EXERCISE TASK — Print the entries exactly, starting at their first line and ending at the line containing "707 312 L 707", with both of those lines included.

DATA TO USE —
* * * * * * * * *

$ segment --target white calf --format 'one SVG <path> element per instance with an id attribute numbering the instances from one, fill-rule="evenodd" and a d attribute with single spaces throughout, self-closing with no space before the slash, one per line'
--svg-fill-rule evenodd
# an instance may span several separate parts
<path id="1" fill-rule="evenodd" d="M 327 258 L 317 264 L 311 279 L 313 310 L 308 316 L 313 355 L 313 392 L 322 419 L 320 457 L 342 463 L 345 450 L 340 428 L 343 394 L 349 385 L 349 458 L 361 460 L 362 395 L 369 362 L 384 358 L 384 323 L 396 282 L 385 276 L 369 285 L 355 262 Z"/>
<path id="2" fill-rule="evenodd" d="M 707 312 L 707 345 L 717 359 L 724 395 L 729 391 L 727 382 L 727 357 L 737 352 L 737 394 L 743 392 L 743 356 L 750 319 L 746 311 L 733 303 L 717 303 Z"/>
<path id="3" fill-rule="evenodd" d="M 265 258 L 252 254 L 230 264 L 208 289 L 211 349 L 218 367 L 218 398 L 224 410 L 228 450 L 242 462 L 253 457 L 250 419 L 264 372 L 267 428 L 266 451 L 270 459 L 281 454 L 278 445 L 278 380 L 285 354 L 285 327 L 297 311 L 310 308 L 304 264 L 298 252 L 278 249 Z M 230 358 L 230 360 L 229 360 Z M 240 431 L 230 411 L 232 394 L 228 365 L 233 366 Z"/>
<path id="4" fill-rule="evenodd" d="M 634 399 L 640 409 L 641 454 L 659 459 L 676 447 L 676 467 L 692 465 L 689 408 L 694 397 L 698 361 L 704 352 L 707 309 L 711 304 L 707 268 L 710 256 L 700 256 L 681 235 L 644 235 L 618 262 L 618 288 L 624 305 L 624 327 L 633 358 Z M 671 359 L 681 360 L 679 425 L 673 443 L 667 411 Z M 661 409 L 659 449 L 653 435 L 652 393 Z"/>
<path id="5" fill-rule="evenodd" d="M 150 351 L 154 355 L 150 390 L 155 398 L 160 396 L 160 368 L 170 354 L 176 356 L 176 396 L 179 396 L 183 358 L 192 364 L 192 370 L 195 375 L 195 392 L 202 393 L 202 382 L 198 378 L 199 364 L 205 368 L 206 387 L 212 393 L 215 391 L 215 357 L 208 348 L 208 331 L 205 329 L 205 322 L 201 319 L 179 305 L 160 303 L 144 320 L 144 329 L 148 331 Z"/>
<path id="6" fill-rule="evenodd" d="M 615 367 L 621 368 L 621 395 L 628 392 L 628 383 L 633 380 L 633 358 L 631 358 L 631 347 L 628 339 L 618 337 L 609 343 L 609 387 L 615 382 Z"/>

* * * * * * * * *

FINISHED ANSWER —
$ segment --target white calf --format 'one SVG <path> element per instance with an id attribute numbering the instances from one, fill-rule="evenodd" and a d attribute with single spaces throughout, self-closing with no space before the slash, one per line'
--svg-fill-rule evenodd
# an instance may span several separate parts
<path id="1" fill-rule="evenodd" d="M 327 258 L 317 264 L 311 279 L 313 310 L 308 316 L 313 355 L 313 392 L 322 419 L 320 457 L 342 463 L 345 450 L 340 428 L 343 394 L 349 385 L 349 458 L 361 460 L 362 395 L 369 362 L 384 358 L 384 323 L 396 282 L 385 276 L 369 285 L 355 262 Z"/>
<path id="2" fill-rule="evenodd" d="M 707 312 L 707 345 L 717 359 L 724 395 L 729 391 L 727 382 L 727 357 L 737 352 L 737 394 L 743 392 L 743 356 L 750 319 L 746 311 L 733 303 L 717 303 Z"/>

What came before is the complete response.